Nas horas vagas, o presidente atua como garoto-propaganda de drogas como cloroquina e hidroxicloroquina, que não combatem a Covid e podem causar efeitos colaterais adversos, e do vermífugo Nitazoxanida, conhecido no Brasil como Anitta, que também é comprovadamente ineficaz no tratamento da doença. 

Na baixada santista, onde passou o réveillon, Bolsonaro deixou claro (pela enésima vez) que está cagando e andando para a pandemia e os protocolos sanitários. Mas o vuco-vuco na Praia Grande pode não ter passado de encenação.  De acordo com a internauta Ester Nogueira, uma amiga sua viu “um número de homens” chegando à orla da praia e entrando no mar, “como que à espera de algum acontecimento”. Minutos depois, Bolsonaro apareceu e a aglomeração começou “a puxar um coro sinistro, com palavras de baixo calão, para incendiar a turba” e gritos de “mito”, que o incentivaram a pular do barco no mar e nadar até a praia, onde participou da aglomeração, sem máscara, seminu e trocando descuidadamente perdigotos, gritando slogans e ecoando os cânticos gritados pela turba ignara, num espetáculo grotesco, inaceitável e imperdoável.

********

Descrição da tarefa:
Liste todos os medicamentos citados no texto sobre Bolsonaro e a pandemia.

Registros exibidos:
********

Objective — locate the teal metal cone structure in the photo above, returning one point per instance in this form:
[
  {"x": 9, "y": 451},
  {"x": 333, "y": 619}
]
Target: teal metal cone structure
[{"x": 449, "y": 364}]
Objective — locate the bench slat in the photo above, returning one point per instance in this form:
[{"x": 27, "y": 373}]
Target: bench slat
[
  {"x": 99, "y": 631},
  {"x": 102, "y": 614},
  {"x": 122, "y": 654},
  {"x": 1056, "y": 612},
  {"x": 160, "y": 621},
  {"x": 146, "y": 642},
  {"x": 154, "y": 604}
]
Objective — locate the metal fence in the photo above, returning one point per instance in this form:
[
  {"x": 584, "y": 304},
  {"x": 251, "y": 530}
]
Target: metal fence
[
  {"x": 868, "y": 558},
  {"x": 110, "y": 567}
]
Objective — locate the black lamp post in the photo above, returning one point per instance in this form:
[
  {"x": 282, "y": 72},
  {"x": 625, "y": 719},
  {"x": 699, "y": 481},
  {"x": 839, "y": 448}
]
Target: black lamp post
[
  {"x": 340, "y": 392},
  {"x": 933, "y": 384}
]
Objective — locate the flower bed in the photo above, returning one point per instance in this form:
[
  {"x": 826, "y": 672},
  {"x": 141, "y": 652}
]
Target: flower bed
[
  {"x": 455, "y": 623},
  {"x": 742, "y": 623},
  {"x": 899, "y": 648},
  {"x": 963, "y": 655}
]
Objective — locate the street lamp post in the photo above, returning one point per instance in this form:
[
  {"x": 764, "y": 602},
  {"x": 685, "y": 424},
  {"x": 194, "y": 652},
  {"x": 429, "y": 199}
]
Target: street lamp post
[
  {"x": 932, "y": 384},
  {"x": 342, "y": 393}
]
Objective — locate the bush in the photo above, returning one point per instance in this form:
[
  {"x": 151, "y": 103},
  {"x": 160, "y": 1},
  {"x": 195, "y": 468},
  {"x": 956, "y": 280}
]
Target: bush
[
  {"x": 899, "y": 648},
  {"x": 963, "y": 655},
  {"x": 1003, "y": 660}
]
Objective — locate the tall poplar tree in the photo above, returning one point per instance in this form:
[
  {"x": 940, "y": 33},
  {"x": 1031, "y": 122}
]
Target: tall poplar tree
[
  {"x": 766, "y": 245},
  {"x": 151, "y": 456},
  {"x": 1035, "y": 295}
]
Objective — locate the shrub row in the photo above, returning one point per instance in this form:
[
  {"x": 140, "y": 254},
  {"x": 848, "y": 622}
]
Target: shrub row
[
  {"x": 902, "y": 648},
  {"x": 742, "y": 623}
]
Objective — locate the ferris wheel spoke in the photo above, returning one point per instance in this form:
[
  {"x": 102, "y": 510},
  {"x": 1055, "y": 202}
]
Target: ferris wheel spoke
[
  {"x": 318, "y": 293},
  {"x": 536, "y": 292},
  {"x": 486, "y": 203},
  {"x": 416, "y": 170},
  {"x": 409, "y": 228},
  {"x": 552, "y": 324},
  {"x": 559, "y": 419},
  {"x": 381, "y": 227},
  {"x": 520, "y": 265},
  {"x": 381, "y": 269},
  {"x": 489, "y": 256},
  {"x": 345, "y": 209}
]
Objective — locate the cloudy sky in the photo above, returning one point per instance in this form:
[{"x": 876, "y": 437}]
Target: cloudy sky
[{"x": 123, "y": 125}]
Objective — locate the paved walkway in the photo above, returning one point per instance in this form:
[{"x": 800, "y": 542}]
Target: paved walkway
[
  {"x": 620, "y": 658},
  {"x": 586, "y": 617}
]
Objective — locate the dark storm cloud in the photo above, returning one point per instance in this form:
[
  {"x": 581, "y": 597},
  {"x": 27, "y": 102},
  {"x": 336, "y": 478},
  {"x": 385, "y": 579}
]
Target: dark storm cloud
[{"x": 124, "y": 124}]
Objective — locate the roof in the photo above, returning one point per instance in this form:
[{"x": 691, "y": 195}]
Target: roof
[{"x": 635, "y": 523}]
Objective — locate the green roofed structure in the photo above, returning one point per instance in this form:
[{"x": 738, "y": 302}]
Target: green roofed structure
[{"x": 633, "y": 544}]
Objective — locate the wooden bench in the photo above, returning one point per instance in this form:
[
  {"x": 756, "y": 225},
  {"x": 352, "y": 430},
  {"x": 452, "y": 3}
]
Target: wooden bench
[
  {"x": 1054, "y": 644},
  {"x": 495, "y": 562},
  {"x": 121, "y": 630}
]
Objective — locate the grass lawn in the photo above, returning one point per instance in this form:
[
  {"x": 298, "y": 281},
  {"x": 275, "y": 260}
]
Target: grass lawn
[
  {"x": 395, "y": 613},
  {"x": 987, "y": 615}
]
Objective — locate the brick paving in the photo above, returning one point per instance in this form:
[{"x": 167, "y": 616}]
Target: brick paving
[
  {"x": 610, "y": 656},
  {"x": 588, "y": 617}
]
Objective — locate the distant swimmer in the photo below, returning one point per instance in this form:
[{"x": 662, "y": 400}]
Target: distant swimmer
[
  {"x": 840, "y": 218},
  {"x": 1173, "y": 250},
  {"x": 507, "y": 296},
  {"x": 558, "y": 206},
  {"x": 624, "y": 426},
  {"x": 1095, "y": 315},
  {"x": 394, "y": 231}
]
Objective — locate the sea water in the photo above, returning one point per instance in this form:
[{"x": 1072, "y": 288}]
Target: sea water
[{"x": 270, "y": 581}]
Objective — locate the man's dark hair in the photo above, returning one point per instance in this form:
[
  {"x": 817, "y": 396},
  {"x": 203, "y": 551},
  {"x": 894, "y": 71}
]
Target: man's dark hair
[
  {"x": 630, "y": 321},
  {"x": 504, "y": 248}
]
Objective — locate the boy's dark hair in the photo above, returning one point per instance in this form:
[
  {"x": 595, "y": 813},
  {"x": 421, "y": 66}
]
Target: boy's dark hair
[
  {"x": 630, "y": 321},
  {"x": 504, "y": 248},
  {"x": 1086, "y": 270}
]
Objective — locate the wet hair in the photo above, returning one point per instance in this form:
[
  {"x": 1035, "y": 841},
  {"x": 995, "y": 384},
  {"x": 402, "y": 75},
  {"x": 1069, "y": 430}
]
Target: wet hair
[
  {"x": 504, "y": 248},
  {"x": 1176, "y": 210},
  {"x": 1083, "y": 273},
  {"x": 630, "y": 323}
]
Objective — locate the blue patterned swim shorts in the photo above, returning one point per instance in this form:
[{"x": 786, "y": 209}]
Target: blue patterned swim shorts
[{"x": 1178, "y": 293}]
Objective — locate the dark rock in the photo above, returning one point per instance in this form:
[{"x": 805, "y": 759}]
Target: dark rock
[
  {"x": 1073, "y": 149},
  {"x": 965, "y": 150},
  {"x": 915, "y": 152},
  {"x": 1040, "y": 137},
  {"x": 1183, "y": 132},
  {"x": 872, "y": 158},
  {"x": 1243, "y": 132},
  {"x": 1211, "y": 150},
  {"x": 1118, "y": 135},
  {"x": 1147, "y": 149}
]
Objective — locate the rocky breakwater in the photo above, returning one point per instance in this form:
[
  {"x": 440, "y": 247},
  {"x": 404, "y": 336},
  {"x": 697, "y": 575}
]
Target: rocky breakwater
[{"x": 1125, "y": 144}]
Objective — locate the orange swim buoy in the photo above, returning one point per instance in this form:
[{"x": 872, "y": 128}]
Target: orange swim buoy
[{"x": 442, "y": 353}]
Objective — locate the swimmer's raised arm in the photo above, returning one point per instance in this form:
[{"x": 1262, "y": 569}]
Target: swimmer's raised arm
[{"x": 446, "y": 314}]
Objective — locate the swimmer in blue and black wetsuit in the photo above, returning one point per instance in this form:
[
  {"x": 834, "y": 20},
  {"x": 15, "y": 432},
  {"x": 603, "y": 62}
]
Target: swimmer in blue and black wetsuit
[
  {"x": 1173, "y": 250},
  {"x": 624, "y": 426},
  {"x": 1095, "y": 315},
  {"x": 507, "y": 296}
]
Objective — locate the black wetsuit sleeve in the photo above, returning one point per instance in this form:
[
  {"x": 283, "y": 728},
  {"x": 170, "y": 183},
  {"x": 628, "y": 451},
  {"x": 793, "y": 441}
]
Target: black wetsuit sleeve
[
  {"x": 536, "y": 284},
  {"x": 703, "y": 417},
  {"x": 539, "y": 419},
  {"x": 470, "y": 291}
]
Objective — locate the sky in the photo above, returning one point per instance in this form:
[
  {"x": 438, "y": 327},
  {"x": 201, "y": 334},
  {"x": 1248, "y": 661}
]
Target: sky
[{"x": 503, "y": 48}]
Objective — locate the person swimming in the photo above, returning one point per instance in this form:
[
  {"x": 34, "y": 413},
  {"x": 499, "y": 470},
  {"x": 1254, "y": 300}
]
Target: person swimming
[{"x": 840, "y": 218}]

********

Resultado da tarefa:
Cloroquina, hidroxicloroquina e Nitazoxanida (conhecida no Brasil como Anitta).